*Action item:* Copy out exactly the lines from the start of the data to the line containing "positive clicks: (114, 1179) (355, 1058)". Include both.

◇ ◇ ◇ ◇ ◇ ◇ ◇

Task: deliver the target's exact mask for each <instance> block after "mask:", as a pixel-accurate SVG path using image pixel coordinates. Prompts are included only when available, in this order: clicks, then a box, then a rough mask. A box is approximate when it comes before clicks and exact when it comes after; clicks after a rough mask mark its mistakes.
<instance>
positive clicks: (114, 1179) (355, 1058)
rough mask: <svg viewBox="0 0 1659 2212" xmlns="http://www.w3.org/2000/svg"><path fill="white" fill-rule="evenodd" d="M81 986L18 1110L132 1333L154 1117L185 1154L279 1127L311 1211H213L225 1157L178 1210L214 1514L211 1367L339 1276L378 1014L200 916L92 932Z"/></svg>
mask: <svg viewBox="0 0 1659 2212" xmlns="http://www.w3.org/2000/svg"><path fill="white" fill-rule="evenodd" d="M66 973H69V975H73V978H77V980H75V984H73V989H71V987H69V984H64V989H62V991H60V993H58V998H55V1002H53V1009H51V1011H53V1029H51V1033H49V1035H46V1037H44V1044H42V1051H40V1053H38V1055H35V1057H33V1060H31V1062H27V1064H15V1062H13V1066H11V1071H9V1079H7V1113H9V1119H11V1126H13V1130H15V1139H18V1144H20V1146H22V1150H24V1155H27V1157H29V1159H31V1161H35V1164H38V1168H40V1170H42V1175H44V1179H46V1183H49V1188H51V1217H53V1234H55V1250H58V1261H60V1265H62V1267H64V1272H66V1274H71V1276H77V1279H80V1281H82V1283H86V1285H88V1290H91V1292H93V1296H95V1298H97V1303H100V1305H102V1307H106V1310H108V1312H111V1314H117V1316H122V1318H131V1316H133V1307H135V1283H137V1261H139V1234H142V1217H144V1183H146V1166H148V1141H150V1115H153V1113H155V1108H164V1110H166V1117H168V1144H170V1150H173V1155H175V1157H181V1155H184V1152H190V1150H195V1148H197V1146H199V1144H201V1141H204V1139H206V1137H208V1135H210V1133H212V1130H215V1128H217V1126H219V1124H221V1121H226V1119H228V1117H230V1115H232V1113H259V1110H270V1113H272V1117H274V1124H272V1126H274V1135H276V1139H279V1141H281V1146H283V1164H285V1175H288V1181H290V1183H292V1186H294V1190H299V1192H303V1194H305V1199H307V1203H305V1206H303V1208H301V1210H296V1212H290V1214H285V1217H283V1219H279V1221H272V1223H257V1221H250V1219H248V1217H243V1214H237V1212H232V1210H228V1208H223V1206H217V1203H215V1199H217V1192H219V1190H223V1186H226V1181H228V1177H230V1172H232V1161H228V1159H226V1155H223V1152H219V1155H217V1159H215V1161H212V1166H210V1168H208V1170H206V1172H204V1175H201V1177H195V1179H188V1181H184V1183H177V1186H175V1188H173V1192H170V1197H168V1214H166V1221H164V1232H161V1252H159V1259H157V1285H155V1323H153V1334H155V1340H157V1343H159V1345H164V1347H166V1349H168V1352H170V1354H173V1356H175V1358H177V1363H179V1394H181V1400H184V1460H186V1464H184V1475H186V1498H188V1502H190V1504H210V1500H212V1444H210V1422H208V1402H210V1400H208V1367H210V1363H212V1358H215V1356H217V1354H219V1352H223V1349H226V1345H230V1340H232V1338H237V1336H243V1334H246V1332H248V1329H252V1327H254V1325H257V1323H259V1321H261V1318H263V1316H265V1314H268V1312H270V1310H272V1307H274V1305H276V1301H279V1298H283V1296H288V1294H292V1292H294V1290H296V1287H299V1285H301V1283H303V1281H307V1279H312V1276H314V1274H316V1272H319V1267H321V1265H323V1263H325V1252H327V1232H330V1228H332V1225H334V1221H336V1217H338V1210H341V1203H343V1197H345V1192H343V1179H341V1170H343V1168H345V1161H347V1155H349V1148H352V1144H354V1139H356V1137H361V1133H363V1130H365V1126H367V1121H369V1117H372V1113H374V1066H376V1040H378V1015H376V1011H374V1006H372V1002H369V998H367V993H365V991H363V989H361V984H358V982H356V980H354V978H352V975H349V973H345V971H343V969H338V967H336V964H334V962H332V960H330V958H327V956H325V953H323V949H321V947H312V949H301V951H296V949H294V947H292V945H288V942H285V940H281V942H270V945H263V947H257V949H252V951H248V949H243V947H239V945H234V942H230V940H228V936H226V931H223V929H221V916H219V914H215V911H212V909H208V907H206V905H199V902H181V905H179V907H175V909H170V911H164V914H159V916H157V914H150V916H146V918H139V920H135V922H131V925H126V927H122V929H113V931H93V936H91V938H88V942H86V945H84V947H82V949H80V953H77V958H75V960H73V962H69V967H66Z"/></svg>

◇ ◇ ◇ ◇ ◇ ◇ ◇

*Written solution:*
Task: deliver the target's exact mask for each <instance> block after "mask:", as a pixel-accurate SVG path using image pixel coordinates. Prompts are included only when available, in this order: clicks, then a box, then a rough mask. A box is approximate when it comes before clicks and exact when it comes after; clicks after a rough mask mark its mistakes.
<instance>
positive clicks: (114, 1179) (355, 1058)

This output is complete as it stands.